Everyone is excited about autonomous AI agents. So are we — we build them. And that is precisely why we refuse to deploy some of them.

An autonomous AI agent is a system that observes, decides, and acts without human validation at each step. That is exactly what makes it powerful. And exactly what makes it a problem in the sectors we work with: law firms, finance, industrial companies under sensitive contracts. In these environments, a mistake doesn't cost time. It costs a client, a lawsuit, sometimes more.

The technical fact you cannot work around

No language model guarantees the absence of hallucinations. None.

The best models of 2026 are wrong less often than before, but they are still wrong — with total confidence, on verifiable facts. This is not a bug awaiting a patch: it is a property of the current technology. Models predict plausible text; plausibility is not truth.

As long as this property exists, giving an agent the ability to act alone in a context where the error is irreversible is a risk-management decision, not a technical one.

Raw data –
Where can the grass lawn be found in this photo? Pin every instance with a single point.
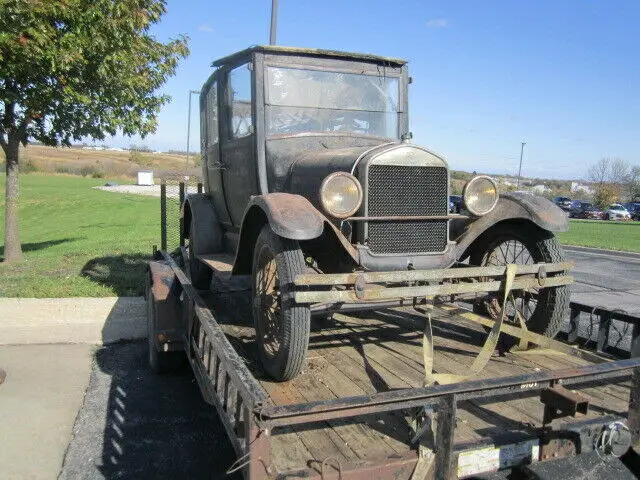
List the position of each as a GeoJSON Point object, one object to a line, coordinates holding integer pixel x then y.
{"type": "Point", "coordinates": [603, 234]}
{"type": "Point", "coordinates": [78, 241]}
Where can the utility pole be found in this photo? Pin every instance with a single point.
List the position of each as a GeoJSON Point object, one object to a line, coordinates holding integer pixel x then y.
{"type": "Point", "coordinates": [274, 22]}
{"type": "Point", "coordinates": [191, 92]}
{"type": "Point", "coordinates": [520, 169]}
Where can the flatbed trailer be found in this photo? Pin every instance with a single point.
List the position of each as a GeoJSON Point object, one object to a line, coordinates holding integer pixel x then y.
{"type": "Point", "coordinates": [360, 408]}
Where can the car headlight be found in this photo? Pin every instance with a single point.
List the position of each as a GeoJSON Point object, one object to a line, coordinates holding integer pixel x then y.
{"type": "Point", "coordinates": [480, 195]}
{"type": "Point", "coordinates": [341, 194]}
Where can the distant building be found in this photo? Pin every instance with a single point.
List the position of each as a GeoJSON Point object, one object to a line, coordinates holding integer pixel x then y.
{"type": "Point", "coordinates": [577, 187]}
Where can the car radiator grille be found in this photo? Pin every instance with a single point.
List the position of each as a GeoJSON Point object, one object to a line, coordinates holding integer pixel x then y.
{"type": "Point", "coordinates": [406, 190]}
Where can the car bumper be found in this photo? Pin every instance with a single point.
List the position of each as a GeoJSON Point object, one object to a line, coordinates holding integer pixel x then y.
{"type": "Point", "coordinates": [364, 287]}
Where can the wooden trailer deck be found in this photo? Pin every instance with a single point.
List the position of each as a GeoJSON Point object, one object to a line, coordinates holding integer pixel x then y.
{"type": "Point", "coordinates": [379, 351]}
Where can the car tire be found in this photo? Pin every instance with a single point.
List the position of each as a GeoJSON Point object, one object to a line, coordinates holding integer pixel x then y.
{"type": "Point", "coordinates": [547, 316]}
{"type": "Point", "coordinates": [160, 362]}
{"type": "Point", "coordinates": [199, 243]}
{"type": "Point", "coordinates": [282, 326]}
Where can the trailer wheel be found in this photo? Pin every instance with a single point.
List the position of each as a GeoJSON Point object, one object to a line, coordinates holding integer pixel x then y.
{"type": "Point", "coordinates": [199, 239]}
{"type": "Point", "coordinates": [543, 310]}
{"type": "Point", "coordinates": [282, 327]}
{"type": "Point", "coordinates": [160, 362]}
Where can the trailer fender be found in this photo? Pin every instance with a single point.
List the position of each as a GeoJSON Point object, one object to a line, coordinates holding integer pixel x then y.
{"type": "Point", "coordinates": [289, 216]}
{"type": "Point", "coordinates": [511, 207]}
{"type": "Point", "coordinates": [199, 208]}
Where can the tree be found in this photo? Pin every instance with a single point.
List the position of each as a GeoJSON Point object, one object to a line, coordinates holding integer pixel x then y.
{"type": "Point", "coordinates": [72, 69]}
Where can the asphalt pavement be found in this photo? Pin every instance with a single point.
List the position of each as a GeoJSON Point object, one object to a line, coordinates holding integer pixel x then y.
{"type": "Point", "coordinates": [135, 424]}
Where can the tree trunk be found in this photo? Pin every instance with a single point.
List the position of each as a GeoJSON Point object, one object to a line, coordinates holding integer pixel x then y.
{"type": "Point", "coordinates": [12, 248]}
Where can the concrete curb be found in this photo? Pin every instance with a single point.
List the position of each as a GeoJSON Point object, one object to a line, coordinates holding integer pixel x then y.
{"type": "Point", "coordinates": [601, 251]}
{"type": "Point", "coordinates": [96, 321]}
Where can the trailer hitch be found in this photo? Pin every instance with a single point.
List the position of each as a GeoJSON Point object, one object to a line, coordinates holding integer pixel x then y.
{"type": "Point", "coordinates": [560, 402]}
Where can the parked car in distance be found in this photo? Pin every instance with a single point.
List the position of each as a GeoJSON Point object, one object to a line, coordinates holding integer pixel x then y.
{"type": "Point", "coordinates": [563, 202]}
{"type": "Point", "coordinates": [634, 210]}
{"type": "Point", "coordinates": [617, 212]}
{"type": "Point", "coordinates": [456, 203]}
{"type": "Point", "coordinates": [586, 210]}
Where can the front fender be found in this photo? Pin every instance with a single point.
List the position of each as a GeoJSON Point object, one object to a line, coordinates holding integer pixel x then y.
{"type": "Point", "coordinates": [289, 216]}
{"type": "Point", "coordinates": [510, 207]}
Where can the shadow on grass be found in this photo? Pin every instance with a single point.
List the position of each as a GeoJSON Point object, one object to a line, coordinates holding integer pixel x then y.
{"type": "Point", "coordinates": [32, 247]}
{"type": "Point", "coordinates": [124, 274]}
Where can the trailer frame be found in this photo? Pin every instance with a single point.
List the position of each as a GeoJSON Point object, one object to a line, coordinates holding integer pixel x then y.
{"type": "Point", "coordinates": [249, 420]}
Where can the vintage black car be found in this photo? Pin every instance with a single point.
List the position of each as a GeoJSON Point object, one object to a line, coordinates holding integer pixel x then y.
{"type": "Point", "coordinates": [313, 189]}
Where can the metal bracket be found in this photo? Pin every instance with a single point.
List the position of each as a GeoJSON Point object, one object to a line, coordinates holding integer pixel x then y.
{"type": "Point", "coordinates": [560, 402]}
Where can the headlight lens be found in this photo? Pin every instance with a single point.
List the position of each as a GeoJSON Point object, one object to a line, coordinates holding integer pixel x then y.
{"type": "Point", "coordinates": [480, 195]}
{"type": "Point", "coordinates": [341, 194]}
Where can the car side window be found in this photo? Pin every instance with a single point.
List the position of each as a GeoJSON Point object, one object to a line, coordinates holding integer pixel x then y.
{"type": "Point", "coordinates": [211, 112]}
{"type": "Point", "coordinates": [239, 97]}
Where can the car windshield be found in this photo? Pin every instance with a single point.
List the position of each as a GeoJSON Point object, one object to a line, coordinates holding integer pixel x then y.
{"type": "Point", "coordinates": [300, 100]}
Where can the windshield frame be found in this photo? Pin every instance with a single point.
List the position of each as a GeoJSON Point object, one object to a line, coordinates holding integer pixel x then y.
{"type": "Point", "coordinates": [333, 66]}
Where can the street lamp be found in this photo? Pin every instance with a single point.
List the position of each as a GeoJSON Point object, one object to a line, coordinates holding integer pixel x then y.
{"type": "Point", "coordinates": [191, 92]}
{"type": "Point", "coordinates": [520, 169]}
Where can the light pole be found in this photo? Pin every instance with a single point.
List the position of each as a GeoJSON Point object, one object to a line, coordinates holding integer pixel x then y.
{"type": "Point", "coordinates": [274, 22]}
{"type": "Point", "coordinates": [520, 169]}
{"type": "Point", "coordinates": [191, 92]}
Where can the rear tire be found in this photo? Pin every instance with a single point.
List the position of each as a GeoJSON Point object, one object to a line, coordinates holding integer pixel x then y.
{"type": "Point", "coordinates": [546, 316]}
{"type": "Point", "coordinates": [201, 274]}
{"type": "Point", "coordinates": [282, 326]}
{"type": "Point", "coordinates": [160, 362]}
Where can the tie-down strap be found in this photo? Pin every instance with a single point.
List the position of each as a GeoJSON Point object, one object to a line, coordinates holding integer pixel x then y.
{"type": "Point", "coordinates": [487, 349]}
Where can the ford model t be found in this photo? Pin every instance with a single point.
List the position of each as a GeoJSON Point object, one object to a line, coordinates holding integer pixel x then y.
{"type": "Point", "coordinates": [313, 190]}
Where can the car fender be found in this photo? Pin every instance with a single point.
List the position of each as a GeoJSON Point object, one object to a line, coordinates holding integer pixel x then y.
{"type": "Point", "coordinates": [515, 207]}
{"type": "Point", "coordinates": [289, 216]}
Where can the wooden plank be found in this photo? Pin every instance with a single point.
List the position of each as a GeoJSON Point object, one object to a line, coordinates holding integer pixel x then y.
{"type": "Point", "coordinates": [321, 442]}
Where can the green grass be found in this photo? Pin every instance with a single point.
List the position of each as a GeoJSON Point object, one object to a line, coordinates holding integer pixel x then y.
{"type": "Point", "coordinates": [603, 234]}
{"type": "Point", "coordinates": [79, 241]}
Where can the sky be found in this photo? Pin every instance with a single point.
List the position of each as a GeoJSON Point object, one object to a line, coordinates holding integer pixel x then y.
{"type": "Point", "coordinates": [562, 76]}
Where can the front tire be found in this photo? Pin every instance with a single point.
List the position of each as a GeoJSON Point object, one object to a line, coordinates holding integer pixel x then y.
{"type": "Point", "coordinates": [282, 326]}
{"type": "Point", "coordinates": [543, 310]}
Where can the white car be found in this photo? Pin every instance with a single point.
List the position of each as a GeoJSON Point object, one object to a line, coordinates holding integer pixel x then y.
{"type": "Point", "coordinates": [617, 212]}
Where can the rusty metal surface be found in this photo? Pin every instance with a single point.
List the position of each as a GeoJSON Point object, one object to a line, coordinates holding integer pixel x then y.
{"type": "Point", "coordinates": [423, 291]}
{"type": "Point", "coordinates": [560, 402]}
{"type": "Point", "coordinates": [427, 275]}
{"type": "Point", "coordinates": [538, 210]}
{"type": "Point", "coordinates": [398, 468]}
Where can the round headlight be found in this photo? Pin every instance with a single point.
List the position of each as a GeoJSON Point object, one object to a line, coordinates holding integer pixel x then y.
{"type": "Point", "coordinates": [480, 195]}
{"type": "Point", "coordinates": [341, 194]}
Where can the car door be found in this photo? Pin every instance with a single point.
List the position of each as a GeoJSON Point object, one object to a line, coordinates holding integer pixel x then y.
{"type": "Point", "coordinates": [210, 147]}
{"type": "Point", "coordinates": [237, 146]}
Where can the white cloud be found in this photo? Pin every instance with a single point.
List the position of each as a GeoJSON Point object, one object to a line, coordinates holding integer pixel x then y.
{"type": "Point", "coordinates": [438, 23]}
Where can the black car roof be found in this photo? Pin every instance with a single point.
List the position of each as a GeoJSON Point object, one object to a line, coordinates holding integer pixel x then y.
{"type": "Point", "coordinates": [310, 52]}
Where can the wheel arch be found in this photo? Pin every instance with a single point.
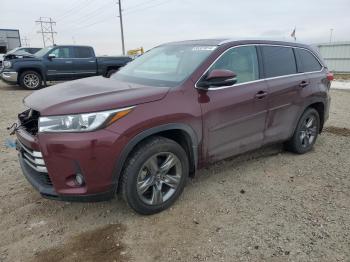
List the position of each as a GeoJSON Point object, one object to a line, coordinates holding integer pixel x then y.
{"type": "Point", "coordinates": [174, 131]}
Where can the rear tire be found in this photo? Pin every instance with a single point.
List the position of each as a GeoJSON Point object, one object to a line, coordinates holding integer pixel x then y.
{"type": "Point", "coordinates": [30, 80]}
{"type": "Point", "coordinates": [306, 132]}
{"type": "Point", "coordinates": [154, 175]}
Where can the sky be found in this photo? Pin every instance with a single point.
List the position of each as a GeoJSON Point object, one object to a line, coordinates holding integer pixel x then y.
{"type": "Point", "coordinates": [148, 23]}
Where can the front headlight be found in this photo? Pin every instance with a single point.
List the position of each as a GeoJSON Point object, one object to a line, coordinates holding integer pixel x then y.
{"type": "Point", "coordinates": [7, 64]}
{"type": "Point", "coordinates": [81, 122]}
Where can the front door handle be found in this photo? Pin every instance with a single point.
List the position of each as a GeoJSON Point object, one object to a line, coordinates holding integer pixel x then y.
{"type": "Point", "coordinates": [261, 94]}
{"type": "Point", "coordinates": [304, 84]}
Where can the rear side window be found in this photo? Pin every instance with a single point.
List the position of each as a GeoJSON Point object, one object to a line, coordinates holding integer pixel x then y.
{"type": "Point", "coordinates": [83, 52]}
{"type": "Point", "coordinates": [241, 60]}
{"type": "Point", "coordinates": [278, 61]}
{"type": "Point", "coordinates": [307, 62]}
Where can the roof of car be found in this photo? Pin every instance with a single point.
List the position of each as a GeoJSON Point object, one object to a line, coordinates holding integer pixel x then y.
{"type": "Point", "coordinates": [224, 41]}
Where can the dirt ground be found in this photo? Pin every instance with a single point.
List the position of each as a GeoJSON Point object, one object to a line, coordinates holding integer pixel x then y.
{"type": "Point", "coordinates": [267, 205]}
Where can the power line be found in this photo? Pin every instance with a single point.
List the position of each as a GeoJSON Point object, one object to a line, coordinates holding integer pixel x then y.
{"type": "Point", "coordinates": [46, 29]}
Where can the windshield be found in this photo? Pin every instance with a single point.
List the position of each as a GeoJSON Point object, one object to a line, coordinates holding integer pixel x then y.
{"type": "Point", "coordinates": [166, 65]}
{"type": "Point", "coordinates": [43, 51]}
{"type": "Point", "coordinates": [13, 50]}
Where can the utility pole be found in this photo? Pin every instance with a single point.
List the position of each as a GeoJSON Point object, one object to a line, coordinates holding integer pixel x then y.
{"type": "Point", "coordinates": [330, 37]}
{"type": "Point", "coordinates": [121, 25]}
{"type": "Point", "coordinates": [25, 41]}
{"type": "Point", "coordinates": [46, 26]}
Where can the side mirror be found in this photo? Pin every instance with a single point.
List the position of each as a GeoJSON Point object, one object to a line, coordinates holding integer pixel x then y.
{"type": "Point", "coordinates": [218, 77]}
{"type": "Point", "coordinates": [51, 56]}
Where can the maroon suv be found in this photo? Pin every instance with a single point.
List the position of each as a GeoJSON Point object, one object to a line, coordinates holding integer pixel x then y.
{"type": "Point", "coordinates": [175, 109]}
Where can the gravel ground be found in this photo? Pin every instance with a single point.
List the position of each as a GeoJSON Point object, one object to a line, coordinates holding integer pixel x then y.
{"type": "Point", "coordinates": [267, 205]}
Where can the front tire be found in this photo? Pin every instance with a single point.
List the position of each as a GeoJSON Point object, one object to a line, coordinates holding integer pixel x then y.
{"type": "Point", "coordinates": [111, 72]}
{"type": "Point", "coordinates": [30, 80]}
{"type": "Point", "coordinates": [154, 175]}
{"type": "Point", "coordinates": [306, 132]}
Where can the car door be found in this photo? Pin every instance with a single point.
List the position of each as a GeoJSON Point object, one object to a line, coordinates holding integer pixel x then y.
{"type": "Point", "coordinates": [284, 87]}
{"type": "Point", "coordinates": [59, 67]}
{"type": "Point", "coordinates": [234, 116]}
{"type": "Point", "coordinates": [84, 62]}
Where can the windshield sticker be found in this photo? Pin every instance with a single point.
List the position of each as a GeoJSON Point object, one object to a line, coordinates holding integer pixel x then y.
{"type": "Point", "coordinates": [203, 48]}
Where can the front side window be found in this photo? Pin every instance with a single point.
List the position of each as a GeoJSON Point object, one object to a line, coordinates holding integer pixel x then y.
{"type": "Point", "coordinates": [83, 52]}
{"type": "Point", "coordinates": [278, 61]}
{"type": "Point", "coordinates": [61, 52]}
{"type": "Point", "coordinates": [243, 61]}
{"type": "Point", "coordinates": [307, 62]}
{"type": "Point", "coordinates": [166, 65]}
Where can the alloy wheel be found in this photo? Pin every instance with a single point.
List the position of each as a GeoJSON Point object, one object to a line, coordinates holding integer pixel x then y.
{"type": "Point", "coordinates": [159, 178]}
{"type": "Point", "coordinates": [31, 81]}
{"type": "Point", "coordinates": [308, 131]}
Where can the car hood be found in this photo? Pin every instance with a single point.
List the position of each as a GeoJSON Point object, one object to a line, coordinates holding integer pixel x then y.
{"type": "Point", "coordinates": [91, 94]}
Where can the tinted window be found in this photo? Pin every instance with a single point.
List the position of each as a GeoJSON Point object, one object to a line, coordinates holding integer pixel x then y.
{"type": "Point", "coordinates": [61, 52]}
{"type": "Point", "coordinates": [307, 61]}
{"type": "Point", "coordinates": [241, 60]}
{"type": "Point", "coordinates": [278, 61]}
{"type": "Point", "coordinates": [83, 52]}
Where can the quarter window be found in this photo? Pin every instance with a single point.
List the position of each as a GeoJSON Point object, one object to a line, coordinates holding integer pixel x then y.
{"type": "Point", "coordinates": [83, 52]}
{"type": "Point", "coordinates": [278, 61]}
{"type": "Point", "coordinates": [307, 61]}
{"type": "Point", "coordinates": [243, 61]}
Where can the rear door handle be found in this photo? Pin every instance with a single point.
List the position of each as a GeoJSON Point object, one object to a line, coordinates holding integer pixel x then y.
{"type": "Point", "coordinates": [261, 94]}
{"type": "Point", "coordinates": [304, 84]}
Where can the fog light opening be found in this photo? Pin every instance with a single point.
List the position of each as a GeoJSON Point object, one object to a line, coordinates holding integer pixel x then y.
{"type": "Point", "coordinates": [79, 179]}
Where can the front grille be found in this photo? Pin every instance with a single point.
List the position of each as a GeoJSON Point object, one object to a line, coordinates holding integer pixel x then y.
{"type": "Point", "coordinates": [34, 159]}
{"type": "Point", "coordinates": [29, 121]}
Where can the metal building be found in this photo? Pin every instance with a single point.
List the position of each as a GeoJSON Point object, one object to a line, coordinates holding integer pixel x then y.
{"type": "Point", "coordinates": [9, 39]}
{"type": "Point", "coordinates": [336, 56]}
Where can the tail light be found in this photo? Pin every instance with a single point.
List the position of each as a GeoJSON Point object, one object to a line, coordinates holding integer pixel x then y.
{"type": "Point", "coordinates": [330, 76]}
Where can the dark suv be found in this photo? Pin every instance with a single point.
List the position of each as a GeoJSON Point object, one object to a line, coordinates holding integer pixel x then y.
{"type": "Point", "coordinates": [175, 109]}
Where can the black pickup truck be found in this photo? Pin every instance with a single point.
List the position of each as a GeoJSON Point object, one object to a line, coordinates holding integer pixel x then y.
{"type": "Point", "coordinates": [55, 63]}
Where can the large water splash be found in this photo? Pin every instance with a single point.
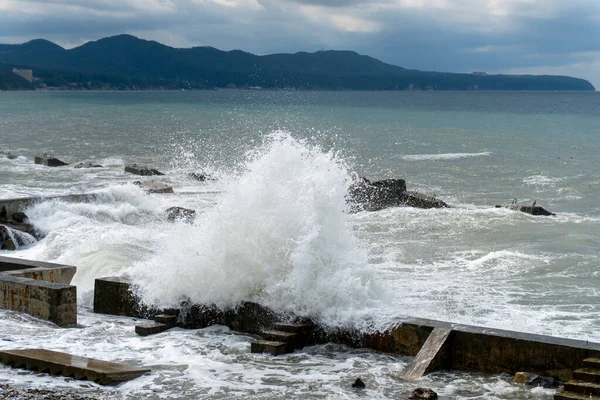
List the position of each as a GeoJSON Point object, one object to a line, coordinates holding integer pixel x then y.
{"type": "Point", "coordinates": [280, 236]}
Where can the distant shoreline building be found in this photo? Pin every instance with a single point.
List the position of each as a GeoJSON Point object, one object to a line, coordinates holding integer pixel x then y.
{"type": "Point", "coordinates": [26, 74]}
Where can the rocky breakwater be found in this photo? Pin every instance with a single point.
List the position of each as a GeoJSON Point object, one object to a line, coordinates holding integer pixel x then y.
{"type": "Point", "coordinates": [365, 195]}
{"type": "Point", "coordinates": [16, 231]}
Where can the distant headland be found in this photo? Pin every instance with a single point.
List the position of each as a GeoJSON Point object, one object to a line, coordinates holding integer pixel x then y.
{"type": "Point", "coordinates": [125, 62]}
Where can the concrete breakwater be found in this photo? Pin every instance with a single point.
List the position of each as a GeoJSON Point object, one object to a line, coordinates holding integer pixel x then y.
{"type": "Point", "coordinates": [39, 289]}
{"type": "Point", "coordinates": [453, 347]}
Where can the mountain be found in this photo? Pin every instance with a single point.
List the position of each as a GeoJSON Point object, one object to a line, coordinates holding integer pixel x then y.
{"type": "Point", "coordinates": [135, 63]}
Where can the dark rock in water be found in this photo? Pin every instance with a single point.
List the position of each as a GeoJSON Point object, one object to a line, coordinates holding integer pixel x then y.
{"type": "Point", "coordinates": [180, 213]}
{"type": "Point", "coordinates": [20, 217]}
{"type": "Point", "coordinates": [533, 210]}
{"type": "Point", "coordinates": [12, 239]}
{"type": "Point", "coordinates": [49, 161]}
{"type": "Point", "coordinates": [88, 165]}
{"type": "Point", "coordinates": [144, 171]}
{"type": "Point", "coordinates": [534, 380]}
{"type": "Point", "coordinates": [423, 393]}
{"type": "Point", "coordinates": [199, 176]}
{"type": "Point", "coordinates": [359, 384]}
{"type": "Point", "coordinates": [373, 196]}
{"type": "Point", "coordinates": [154, 187]}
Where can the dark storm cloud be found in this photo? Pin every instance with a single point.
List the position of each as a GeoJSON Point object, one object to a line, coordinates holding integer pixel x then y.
{"type": "Point", "coordinates": [443, 35]}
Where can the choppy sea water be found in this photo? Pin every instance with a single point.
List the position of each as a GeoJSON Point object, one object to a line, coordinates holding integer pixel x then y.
{"type": "Point", "coordinates": [272, 227]}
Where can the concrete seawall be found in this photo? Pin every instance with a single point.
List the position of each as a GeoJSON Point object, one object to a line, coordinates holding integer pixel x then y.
{"type": "Point", "coordinates": [464, 347]}
{"type": "Point", "coordinates": [39, 289]}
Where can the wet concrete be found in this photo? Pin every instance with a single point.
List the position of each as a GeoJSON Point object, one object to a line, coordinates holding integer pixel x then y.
{"type": "Point", "coordinates": [55, 363]}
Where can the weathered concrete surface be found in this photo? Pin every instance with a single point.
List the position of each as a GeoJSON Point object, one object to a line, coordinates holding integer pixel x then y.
{"type": "Point", "coordinates": [38, 270]}
{"type": "Point", "coordinates": [431, 356]}
{"type": "Point", "coordinates": [113, 295]}
{"type": "Point", "coordinates": [49, 161]}
{"type": "Point", "coordinates": [154, 186]}
{"type": "Point", "coordinates": [55, 362]}
{"type": "Point", "coordinates": [141, 170]}
{"type": "Point", "coordinates": [55, 302]}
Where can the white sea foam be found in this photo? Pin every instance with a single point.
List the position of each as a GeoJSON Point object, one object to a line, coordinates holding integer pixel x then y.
{"type": "Point", "coordinates": [446, 156]}
{"type": "Point", "coordinates": [279, 236]}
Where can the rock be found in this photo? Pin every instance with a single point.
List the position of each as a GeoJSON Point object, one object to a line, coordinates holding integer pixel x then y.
{"type": "Point", "coordinates": [88, 165]}
{"type": "Point", "coordinates": [374, 196]}
{"type": "Point", "coordinates": [423, 393]}
{"type": "Point", "coordinates": [154, 187]}
{"type": "Point", "coordinates": [180, 213]}
{"type": "Point", "coordinates": [200, 176]}
{"type": "Point", "coordinates": [359, 384]}
{"type": "Point", "coordinates": [534, 380]}
{"type": "Point", "coordinates": [144, 171]}
{"type": "Point", "coordinates": [533, 210]}
{"type": "Point", "coordinates": [49, 161]}
{"type": "Point", "coordinates": [12, 239]}
{"type": "Point", "coordinates": [20, 217]}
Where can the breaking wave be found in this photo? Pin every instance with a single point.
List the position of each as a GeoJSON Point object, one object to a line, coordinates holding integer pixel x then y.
{"type": "Point", "coordinates": [279, 235]}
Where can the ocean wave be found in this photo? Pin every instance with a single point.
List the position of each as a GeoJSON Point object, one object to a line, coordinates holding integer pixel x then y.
{"type": "Point", "coordinates": [445, 156]}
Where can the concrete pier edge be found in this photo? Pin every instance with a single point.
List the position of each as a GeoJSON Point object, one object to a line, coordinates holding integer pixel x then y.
{"type": "Point", "coordinates": [461, 347]}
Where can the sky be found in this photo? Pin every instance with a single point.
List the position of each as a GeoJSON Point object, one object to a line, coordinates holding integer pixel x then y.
{"type": "Point", "coordinates": [559, 37]}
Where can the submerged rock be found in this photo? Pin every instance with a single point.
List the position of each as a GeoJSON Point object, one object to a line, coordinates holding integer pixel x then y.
{"type": "Point", "coordinates": [533, 210]}
{"type": "Point", "coordinates": [154, 187]}
{"type": "Point", "coordinates": [144, 171]}
{"type": "Point", "coordinates": [365, 195]}
{"type": "Point", "coordinates": [12, 239]}
{"type": "Point", "coordinates": [180, 213]}
{"type": "Point", "coordinates": [423, 393]}
{"type": "Point", "coordinates": [88, 165]}
{"type": "Point", "coordinates": [201, 176]}
{"type": "Point", "coordinates": [359, 384]}
{"type": "Point", "coordinates": [49, 161]}
{"type": "Point", "coordinates": [534, 380]}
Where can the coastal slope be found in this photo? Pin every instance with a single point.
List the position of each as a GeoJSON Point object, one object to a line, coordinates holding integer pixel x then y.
{"type": "Point", "coordinates": [126, 62]}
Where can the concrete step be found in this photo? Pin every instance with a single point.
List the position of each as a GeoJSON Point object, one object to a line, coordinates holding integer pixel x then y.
{"type": "Point", "coordinates": [268, 346]}
{"type": "Point", "coordinates": [587, 375]}
{"type": "Point", "coordinates": [564, 395]}
{"type": "Point", "coordinates": [586, 388]}
{"type": "Point", "coordinates": [291, 327]}
{"type": "Point", "coordinates": [151, 329]}
{"type": "Point", "coordinates": [591, 363]}
{"type": "Point", "coordinates": [64, 364]}
{"type": "Point", "coordinates": [167, 319]}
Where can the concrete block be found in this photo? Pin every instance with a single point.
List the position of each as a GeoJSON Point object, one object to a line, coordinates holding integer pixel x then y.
{"type": "Point", "coordinates": [55, 362]}
{"type": "Point", "coordinates": [54, 302]}
{"type": "Point", "coordinates": [38, 270]}
{"type": "Point", "coordinates": [114, 296]}
{"type": "Point", "coordinates": [430, 356]}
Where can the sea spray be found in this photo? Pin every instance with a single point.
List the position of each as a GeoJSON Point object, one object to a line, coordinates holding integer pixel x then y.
{"type": "Point", "coordinates": [279, 235]}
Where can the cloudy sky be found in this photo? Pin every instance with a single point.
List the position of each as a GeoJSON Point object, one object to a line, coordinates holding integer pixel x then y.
{"type": "Point", "coordinates": [509, 36]}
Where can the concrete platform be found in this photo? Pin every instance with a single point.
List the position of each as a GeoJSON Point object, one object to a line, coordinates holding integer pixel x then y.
{"type": "Point", "coordinates": [39, 289]}
{"type": "Point", "coordinates": [57, 363]}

Problem description – Quote the AI agents passage word for word, starting with "An autonomous AI" and going on through "lawsuit, sometimes more.". These lines were drawn from a separate source.

Final result –
An autonomous AI agent is a system that observes, decides, and acts without human validation at each step. That is exactly what makes it powerful. And exactly what makes it a problem in the sectors we work with: law firms, finance, industrial companies under sensitive contracts. In these environments, a mistake doesn't cost time. It costs a client, a lawsuit, sometimes more.